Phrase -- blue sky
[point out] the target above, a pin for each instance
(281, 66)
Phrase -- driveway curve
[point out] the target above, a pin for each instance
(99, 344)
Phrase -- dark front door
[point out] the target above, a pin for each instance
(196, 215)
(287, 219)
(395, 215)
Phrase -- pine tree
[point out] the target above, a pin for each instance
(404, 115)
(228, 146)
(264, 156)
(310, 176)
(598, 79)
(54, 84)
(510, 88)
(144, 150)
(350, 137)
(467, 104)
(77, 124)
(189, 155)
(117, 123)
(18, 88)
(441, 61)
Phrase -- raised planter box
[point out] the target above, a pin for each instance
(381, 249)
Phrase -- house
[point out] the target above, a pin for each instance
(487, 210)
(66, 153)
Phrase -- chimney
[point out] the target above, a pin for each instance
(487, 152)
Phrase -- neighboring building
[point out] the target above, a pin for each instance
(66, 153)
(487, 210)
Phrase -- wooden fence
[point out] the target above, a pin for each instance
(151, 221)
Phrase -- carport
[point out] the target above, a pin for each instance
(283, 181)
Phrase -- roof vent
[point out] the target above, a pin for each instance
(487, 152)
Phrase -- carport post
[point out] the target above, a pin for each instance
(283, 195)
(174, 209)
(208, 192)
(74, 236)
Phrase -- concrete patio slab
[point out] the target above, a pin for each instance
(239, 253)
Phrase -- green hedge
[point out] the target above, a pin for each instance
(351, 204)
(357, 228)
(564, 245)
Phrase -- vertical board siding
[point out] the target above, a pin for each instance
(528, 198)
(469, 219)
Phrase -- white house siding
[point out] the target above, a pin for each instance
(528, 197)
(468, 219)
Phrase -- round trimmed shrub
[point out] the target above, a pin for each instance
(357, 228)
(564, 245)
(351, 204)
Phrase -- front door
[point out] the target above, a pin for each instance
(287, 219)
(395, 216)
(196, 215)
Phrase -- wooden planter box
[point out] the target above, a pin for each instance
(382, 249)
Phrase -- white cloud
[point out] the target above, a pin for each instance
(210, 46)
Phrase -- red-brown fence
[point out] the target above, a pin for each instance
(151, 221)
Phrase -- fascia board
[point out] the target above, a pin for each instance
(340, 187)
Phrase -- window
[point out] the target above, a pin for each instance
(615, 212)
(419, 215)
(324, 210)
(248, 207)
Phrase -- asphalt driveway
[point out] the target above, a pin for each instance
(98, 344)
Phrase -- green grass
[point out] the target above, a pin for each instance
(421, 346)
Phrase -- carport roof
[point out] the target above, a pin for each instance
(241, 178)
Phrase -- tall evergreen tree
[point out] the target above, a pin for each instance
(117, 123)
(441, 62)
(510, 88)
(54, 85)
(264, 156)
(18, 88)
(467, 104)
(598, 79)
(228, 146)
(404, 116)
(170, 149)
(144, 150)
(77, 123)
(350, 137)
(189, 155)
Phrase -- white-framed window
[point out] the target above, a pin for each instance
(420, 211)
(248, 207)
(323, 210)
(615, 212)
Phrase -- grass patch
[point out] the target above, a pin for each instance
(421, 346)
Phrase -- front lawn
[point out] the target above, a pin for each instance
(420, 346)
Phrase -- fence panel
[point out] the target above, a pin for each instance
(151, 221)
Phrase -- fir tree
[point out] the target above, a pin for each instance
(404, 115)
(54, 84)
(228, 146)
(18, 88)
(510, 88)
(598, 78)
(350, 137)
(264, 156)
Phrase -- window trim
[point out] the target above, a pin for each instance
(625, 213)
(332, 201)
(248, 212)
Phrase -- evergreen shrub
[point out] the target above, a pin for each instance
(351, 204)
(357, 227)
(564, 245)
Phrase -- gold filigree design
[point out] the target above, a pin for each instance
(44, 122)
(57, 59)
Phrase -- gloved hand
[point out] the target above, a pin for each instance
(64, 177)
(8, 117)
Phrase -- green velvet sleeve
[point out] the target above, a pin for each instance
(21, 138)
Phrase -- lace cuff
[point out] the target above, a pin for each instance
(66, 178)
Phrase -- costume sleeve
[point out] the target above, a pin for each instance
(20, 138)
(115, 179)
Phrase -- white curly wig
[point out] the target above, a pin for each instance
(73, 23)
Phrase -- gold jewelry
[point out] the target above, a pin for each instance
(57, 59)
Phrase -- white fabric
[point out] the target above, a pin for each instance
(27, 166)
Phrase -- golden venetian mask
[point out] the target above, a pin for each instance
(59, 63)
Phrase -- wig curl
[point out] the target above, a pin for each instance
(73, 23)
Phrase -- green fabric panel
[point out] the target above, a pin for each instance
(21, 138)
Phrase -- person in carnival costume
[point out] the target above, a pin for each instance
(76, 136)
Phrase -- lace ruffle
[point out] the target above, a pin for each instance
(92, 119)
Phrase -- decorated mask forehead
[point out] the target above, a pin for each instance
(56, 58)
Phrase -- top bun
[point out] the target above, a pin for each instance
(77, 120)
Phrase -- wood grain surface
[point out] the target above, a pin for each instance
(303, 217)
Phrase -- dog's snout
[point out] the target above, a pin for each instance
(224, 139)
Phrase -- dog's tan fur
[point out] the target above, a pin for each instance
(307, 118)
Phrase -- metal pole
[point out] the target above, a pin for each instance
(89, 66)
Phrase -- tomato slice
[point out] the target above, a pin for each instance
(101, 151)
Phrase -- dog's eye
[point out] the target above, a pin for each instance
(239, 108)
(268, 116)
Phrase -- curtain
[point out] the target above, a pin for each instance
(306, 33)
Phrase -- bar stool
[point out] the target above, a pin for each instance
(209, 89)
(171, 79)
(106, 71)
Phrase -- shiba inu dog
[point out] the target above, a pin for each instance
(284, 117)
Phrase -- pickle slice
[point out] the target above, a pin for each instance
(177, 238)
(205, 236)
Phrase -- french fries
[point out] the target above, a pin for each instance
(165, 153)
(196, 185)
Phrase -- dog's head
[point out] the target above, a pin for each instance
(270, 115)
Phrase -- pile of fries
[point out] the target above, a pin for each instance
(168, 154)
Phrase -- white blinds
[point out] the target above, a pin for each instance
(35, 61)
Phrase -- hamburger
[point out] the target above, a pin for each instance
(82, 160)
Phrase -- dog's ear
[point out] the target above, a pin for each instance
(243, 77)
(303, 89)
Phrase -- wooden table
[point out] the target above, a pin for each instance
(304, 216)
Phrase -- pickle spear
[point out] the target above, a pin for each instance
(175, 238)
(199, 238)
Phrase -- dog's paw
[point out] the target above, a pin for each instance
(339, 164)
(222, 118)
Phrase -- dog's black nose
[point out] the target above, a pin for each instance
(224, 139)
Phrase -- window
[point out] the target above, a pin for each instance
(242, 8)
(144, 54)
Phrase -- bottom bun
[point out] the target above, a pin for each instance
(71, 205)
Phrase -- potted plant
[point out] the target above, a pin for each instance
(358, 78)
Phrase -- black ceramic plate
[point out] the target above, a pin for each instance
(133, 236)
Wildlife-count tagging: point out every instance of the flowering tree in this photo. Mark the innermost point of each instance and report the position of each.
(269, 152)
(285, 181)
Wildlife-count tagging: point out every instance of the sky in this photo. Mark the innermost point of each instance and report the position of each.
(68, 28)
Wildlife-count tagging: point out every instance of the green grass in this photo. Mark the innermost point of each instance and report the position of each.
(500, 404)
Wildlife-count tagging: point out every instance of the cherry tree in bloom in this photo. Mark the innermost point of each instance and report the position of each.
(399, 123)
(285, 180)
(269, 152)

== == ==

== TASK DESCRIPTION ==
Retype every record above exactly as written.

== RIGHT ANSWER ==
Phrase -- blue sky
[point out] the target above, a pin for each instance
(281, 66)
Phrase -- driveway curve
[point out] the target above, a pin for each instance
(99, 344)
Phrase -- dark front door
[point out] the target above, a pin for each instance
(196, 215)
(287, 219)
(395, 215)
Phrase -- pine tree
[point out] the target above, a pin for each instance
(404, 115)
(228, 146)
(264, 156)
(310, 176)
(598, 79)
(54, 84)
(510, 88)
(144, 150)
(350, 137)
(467, 104)
(77, 124)
(189, 155)
(117, 123)
(18, 88)
(441, 61)
Phrase -- raised planter box
[point out] the target above, a pin for each instance
(381, 249)
Phrase -- house
[point out] the target above, a pin for each instance
(487, 210)
(66, 153)
Phrase -- chimney
[point out] the target above, a pin for each instance
(487, 152)
Phrase -- neighboring building
[point out] the target above, a pin for each instance
(66, 153)
(487, 210)
Phrase -- wooden fence
[point out] the target above, a pin for each instance
(151, 221)
Phrase -- carport
[point out] the target above, a pin for each instance
(283, 181)
Phrase -- roof vent
[point out] the target above, a pin for each instance
(487, 152)
Phrase -- carport post
[point out] the target above, a pin for each instance
(283, 195)
(174, 209)
(208, 192)
(74, 236)
Phrase -- concrete patio slab
[point out] the target above, a pin for each instance
(239, 253)
Phrase -- green hedge
[point out] the target above, a pin for each instance
(351, 204)
(357, 228)
(564, 245)
Phrase -- vertical board siding
[point out] the target above, a pin for each instance
(528, 198)
(469, 219)
Phrase -- white house siding
[point out] the target above, a pin for each instance
(528, 197)
(468, 219)
Phrase -- round trimmed shrub
[point out] the target above, a pin for each instance
(357, 228)
(564, 245)
(351, 204)
Phrase -- front door
[point out] the target above, a pin for each instance
(287, 219)
(395, 216)
(196, 215)
Phrase -- wooden planter box
[point out] the target above, a pin for each instance
(382, 249)
Phrase -- white cloud
[point out] the target above, a pin for each instance
(210, 46)
Phrase -- red-brown fence
[point out] the target above, a pin for each instance
(151, 221)
Phrase -- fascia board
[point out] the target above, a pin for each instance
(340, 187)
Phrase -- window
[point out] the target above, a pin for each instance
(615, 212)
(419, 215)
(324, 210)
(248, 207)
Phrase -- asphalt driveway
[point out] the target above, a pin for each instance
(98, 344)
Phrase -- green grass
[point out] the target above, a pin for each instance
(421, 346)
Phrase -- carport roof
[point out] the target above, a pin for each instance
(241, 178)
Phrase -- tall evergreen tree
[point out] the target above, a pin for each instance
(117, 123)
(441, 62)
(510, 88)
(54, 85)
(264, 156)
(18, 88)
(467, 104)
(598, 79)
(228, 146)
(404, 116)
(170, 149)
(144, 150)
(77, 123)
(350, 137)
(189, 155)
Phrase -- white-framed window
[point out] the target above, a pin for each instance
(420, 211)
(248, 207)
(323, 210)
(615, 212)
Phrase -- grass patch
[point out] the target above, a pin for each instance
(421, 346)
Phrase -- front lawn
[point out] the target above, a pin for each instance
(420, 346)
Phrase -- fence panel
[point out] the target above, a pin for each instance
(151, 221)
Phrase -- fir tree
[point out] the target above, a pin for each instance
(404, 115)
(54, 84)
(228, 146)
(18, 88)
(510, 88)
(598, 78)
(350, 137)
(264, 156)
Phrase -- window trim
[point out] the target above, a pin for each instance
(625, 213)
(332, 201)
(248, 212)
Phrase -- evergreen shrub
[point out] the target above, a pin for each instance
(351, 204)
(357, 227)
(564, 245)
Phrase -- gold filigree design
[point out] the target above, a pin for each instance
(44, 122)
(57, 59)
Phrase -- gloved hand
[point out] the target above, a pin for each instance
(64, 177)
(8, 117)
Phrase -- green velvet sleeve
[point out] the target above, a pin for each instance
(21, 138)
Phrase -- lace cuff
[point out] the target above, a pin for each instance
(66, 178)
Phrase -- costume sleeve
[point out] the target above, a pin for each instance
(20, 138)
(115, 179)
Phrase -- white curly wig
[point out] the target above, a pin for each instance
(73, 23)
Phrase -- gold jewelry
[point out] the target above, a pin for each instance
(57, 59)
Phrase -- white fabric
[point out] the target above, a pin for each instance
(27, 166)
Phrase -- golden venetian mask
[point out] the target above, a pin for each instance
(59, 63)
Phrase -- wig curl
[point out] the target above, a pin for each instance
(73, 23)
Phrase -- green fabric panel
[point out] the target above, a pin for each instance
(21, 138)
Phrase -- person in carnival costume
[point out] the target above, a pin for each instance
(76, 136)
Phrase -- lace ruffle
[point out] the target above, a pin for each instance
(92, 119)
Phrase -- decorated mask forehead
[point out] the target above, a pin for each instance
(56, 58)
Phrase -- top bun
[point out] the target above, a pin for each instance
(77, 120)
Phrase -- wood grain surface
[point out] the target above, a pin for each instance
(303, 217)
Phrase -- dog's snout
[point out] the target above, a pin for each instance
(224, 139)
Phrase -- dog's tan fur
[point out] the target above, a pin for each instance
(307, 118)
Phrase -- metal pole
[point out] the target above, a pin for each instance
(89, 66)
Phrase -- tomato slice
[point out] the target above, a pin for each instance
(101, 151)
Phrase -- dog's eye
[point out] the target above, a pin for each instance
(239, 108)
(268, 116)
Phrase -- curtain
[point out] the target above, a pin for each instance
(306, 33)
Phrase -- bar stool
[point out] the target above, a pin for each instance
(209, 89)
(171, 79)
(106, 71)
Phrase -- shiba inu dog
[point out] the target above, a pin for each instance
(284, 117)
Phrase -- pickle slice
[point out] the target above, a pin for each instance
(177, 238)
(205, 236)
Phrase -- french fries
[point out] the target above, a pin for each instance
(165, 153)
(196, 185)
Phrase -- dog's head
[point out] the target above, a pin for each instance
(270, 115)
Phrase -- pile of fries
[point out] the target above, a pin for each instance
(168, 154)
Phrase -- white blinds
[point out] the target above, a pin for each instance
(35, 61)
Phrase -- hamburger
[point out] the target above, a pin for each instance
(82, 160)
Phrase -- dog's ear
[point out] the target above, a pin for each instance
(243, 77)
(303, 89)
Phrase -- wooden table
[point out] the target above, a pin for each instance
(304, 216)
Phrase -- pickle spear
[point out] the target above, a pin for each instance
(175, 238)
(199, 238)
Phrase -- dog's paw
[point out] the target above, a pin for each instance
(339, 164)
(222, 118)
Phrase -- dog's black nose
[point out] the target above, a pin for each instance
(224, 139)
Phrase -- window
[point out] the target above, a pin for each instance
(242, 8)
(144, 54)
Phrase -- bottom bun
[point out] the target above, a pin for each instance
(71, 205)
Phrase -- potted plant
[point out] the target above, a pin for each instance
(358, 78)
Phrase -- black ceramic plate
[point out] the target above, a pin for each instance
(133, 236)
Wildlife-count tagging: point out every instance of the flowering tree in this photo. Mark the innermost point of each instance and report the position of each.
(269, 152)
(285, 181)
Wildlife-count tagging: point out every instance of the sky in this photo. Mark the innermost point of each instance and report the position of each.
(68, 28)
Wildlife-count tagging: point out every instance of the green grass in this photo. Mark the innermost point of each instance and report the position of each.
(500, 404)
Wildlife-count tagging: point out every instance of the cherry tree in bloom in this photo. Mark the innermost point of each instance and report the position of each.
(399, 123)
(285, 180)
(269, 152)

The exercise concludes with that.